- Records shown
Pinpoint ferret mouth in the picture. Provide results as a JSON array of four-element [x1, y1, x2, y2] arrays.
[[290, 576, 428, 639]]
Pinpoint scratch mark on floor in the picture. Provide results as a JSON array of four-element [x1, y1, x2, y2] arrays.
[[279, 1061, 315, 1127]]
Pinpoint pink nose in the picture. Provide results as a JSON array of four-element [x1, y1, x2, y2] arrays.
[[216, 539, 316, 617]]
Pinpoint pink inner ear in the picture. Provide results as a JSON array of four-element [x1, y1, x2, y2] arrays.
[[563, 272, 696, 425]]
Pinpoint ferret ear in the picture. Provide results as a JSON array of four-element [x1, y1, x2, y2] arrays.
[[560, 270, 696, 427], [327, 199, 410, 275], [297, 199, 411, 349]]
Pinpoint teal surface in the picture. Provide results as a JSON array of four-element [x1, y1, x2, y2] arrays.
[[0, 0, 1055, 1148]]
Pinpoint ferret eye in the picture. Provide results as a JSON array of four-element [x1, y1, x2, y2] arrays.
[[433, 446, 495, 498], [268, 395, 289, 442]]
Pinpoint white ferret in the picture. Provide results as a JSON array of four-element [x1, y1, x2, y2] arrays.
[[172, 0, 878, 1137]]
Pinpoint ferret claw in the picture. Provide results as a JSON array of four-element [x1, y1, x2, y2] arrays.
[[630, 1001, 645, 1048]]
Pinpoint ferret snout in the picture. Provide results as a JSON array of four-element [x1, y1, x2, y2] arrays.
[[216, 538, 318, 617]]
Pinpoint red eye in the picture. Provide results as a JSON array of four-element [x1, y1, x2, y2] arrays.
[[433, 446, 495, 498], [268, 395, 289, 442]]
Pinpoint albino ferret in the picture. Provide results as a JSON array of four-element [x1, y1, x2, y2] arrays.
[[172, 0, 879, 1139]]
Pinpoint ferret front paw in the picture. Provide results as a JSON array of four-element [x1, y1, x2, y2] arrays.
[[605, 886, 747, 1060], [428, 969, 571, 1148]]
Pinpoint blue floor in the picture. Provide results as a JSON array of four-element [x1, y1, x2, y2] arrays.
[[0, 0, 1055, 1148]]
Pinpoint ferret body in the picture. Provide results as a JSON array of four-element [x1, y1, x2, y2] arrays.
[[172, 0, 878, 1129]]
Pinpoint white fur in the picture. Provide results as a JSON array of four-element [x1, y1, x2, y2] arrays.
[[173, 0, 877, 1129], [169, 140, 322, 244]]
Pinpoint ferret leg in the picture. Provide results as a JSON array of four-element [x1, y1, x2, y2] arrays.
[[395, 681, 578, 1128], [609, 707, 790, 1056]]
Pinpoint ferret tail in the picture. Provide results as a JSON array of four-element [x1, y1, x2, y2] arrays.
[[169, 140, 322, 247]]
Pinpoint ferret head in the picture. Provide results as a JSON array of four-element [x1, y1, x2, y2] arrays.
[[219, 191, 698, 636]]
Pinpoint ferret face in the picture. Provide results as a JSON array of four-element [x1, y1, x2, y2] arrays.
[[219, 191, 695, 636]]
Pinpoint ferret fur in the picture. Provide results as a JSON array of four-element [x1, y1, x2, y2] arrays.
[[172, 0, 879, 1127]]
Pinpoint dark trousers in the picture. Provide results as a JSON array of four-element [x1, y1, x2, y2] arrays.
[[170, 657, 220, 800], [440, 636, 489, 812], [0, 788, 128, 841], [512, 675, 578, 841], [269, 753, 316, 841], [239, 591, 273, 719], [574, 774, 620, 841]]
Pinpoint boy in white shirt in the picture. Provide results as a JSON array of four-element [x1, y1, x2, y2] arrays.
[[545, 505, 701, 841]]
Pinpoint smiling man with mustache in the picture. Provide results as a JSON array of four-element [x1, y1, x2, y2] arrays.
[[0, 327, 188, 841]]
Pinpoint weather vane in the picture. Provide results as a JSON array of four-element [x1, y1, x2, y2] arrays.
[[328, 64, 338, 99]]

- Goal
Starting from the line containing "Pinpoint ferret leg", repeat each line through the end of the entries, exactly.

- The output
Pinpoint ferret leg in the picture. Provide results as a JSON array of four-element [x1, y1, x2, y2] arrays.
[[395, 681, 578, 1128], [609, 707, 790, 1056]]
Pinpoint ferret tail in the picture. Provide results as a JSON array of four-element [x1, y1, x2, y2] arrays.
[[169, 140, 322, 247]]
Pinpoint ferret head in the picture. Provide results as a JSON array of four-element [x1, y1, x2, y2] arrays.
[[219, 191, 698, 636]]
Pinpoint ferret face in the picture. Provide results as a JSON array of four-element [x1, y1, x2, y2] arrays.
[[219, 191, 695, 636]]
Pinpoint ferret fur in the picture. Provide results as a JSON array of four-element [x1, y1, x2, y2] arrays.
[[172, 0, 879, 1127]]
Pinpoint dark trousers in the picture. Provide results as a JSON array of four-element [x1, y1, x2, y2] arrays.
[[170, 657, 220, 800], [440, 636, 489, 812], [0, 788, 128, 841], [512, 675, 578, 841], [269, 753, 316, 841], [239, 591, 273, 719], [574, 774, 620, 841]]
Pinpoint boy in white shirt in the picture. Provide results as a JSON array of four-element [x1, y1, x2, y2] arrays.
[[545, 505, 701, 841]]
Pinpoint smiling man with mustache in the picture. Provide results as a JSON array of four-element [x1, y1, x2, y2] arrays.
[[0, 327, 188, 841]]
Pinpoint weather vane in the picture. Provide results as a JSON array of four-element [x1, y1, x2, y2] arrays.
[[328, 64, 338, 99]]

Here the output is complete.